## Stated exercise
Emit the line that holds "Bet you can't find the gravel" and all lines following it through the end of the data, verbatim, and nothing else.

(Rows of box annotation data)
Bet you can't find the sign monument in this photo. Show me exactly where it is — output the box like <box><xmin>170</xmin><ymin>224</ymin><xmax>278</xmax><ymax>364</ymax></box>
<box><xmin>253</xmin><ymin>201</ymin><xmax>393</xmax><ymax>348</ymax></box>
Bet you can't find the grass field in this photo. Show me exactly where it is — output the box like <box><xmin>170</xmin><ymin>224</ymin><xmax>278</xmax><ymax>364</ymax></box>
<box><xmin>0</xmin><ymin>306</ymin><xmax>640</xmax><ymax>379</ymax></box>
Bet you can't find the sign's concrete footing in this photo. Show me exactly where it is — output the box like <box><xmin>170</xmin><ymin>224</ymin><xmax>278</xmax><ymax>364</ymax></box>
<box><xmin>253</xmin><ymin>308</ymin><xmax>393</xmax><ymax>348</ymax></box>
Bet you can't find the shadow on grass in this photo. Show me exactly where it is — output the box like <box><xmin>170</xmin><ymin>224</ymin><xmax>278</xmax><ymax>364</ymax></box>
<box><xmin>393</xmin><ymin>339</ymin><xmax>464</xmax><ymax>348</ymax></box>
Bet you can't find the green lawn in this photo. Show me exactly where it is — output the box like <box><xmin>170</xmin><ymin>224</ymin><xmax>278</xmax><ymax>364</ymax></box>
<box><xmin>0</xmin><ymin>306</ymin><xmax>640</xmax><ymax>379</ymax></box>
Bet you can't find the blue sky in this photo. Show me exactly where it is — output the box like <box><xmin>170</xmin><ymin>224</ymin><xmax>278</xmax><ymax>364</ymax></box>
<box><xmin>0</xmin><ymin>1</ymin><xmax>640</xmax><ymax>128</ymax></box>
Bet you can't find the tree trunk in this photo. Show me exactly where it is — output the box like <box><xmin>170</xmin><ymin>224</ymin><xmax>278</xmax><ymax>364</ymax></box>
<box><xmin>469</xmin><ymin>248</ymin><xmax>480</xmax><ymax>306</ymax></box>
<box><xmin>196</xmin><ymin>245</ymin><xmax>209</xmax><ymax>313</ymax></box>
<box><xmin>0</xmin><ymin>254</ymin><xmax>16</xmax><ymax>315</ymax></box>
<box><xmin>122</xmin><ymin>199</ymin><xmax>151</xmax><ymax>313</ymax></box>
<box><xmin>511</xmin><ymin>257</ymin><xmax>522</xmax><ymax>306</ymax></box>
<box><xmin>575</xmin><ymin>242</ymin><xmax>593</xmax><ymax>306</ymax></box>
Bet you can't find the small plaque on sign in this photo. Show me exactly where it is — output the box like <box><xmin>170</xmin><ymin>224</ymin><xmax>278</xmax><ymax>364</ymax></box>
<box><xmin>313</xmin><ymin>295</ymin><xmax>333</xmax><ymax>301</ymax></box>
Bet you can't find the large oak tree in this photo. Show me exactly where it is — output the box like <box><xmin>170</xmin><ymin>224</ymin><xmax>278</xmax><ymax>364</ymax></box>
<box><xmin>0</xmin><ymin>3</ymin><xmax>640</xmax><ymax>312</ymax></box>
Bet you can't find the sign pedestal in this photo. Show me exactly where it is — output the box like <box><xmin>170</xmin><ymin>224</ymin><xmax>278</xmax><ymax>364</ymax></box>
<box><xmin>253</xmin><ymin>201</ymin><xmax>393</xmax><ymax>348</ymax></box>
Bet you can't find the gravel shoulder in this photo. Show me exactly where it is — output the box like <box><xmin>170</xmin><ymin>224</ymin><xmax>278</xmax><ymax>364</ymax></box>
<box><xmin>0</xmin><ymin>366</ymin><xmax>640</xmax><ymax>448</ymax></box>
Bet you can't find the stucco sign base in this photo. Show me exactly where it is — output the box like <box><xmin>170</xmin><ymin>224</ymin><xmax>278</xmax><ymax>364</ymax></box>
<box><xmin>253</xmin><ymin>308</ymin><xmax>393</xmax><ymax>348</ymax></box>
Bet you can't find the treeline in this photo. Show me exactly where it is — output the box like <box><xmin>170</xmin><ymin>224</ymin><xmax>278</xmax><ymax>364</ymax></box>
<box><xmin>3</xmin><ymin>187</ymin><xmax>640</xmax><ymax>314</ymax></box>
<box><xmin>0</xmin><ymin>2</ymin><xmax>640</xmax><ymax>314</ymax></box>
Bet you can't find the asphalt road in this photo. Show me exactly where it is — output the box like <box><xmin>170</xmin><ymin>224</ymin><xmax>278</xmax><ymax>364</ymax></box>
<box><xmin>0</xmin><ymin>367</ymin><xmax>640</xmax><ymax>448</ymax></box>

## Solution
Bet you can't find the gravel shoulder in this photo. Show me exactly where it is — output the box like <box><xmin>170</xmin><ymin>224</ymin><xmax>278</xmax><ymax>364</ymax></box>
<box><xmin>0</xmin><ymin>366</ymin><xmax>640</xmax><ymax>448</ymax></box>
Bet you can't find the stucco sign base in this photo. Show me exactly where it is — output the box like <box><xmin>170</xmin><ymin>224</ymin><xmax>278</xmax><ymax>364</ymax></box>
<box><xmin>253</xmin><ymin>308</ymin><xmax>393</xmax><ymax>348</ymax></box>
Bet you can't find the treeline in this photo. Show me exactly where it is — output the box like <box><xmin>170</xmin><ymin>224</ymin><xmax>278</xmax><ymax>364</ymax></box>
<box><xmin>3</xmin><ymin>187</ymin><xmax>640</xmax><ymax>314</ymax></box>
<box><xmin>0</xmin><ymin>2</ymin><xmax>640</xmax><ymax>314</ymax></box>
Bet you can't find the asphalt road in this photo. Show me exactly where it is — output the box like <box><xmin>170</xmin><ymin>224</ymin><xmax>278</xmax><ymax>364</ymax></box>
<box><xmin>0</xmin><ymin>367</ymin><xmax>640</xmax><ymax>448</ymax></box>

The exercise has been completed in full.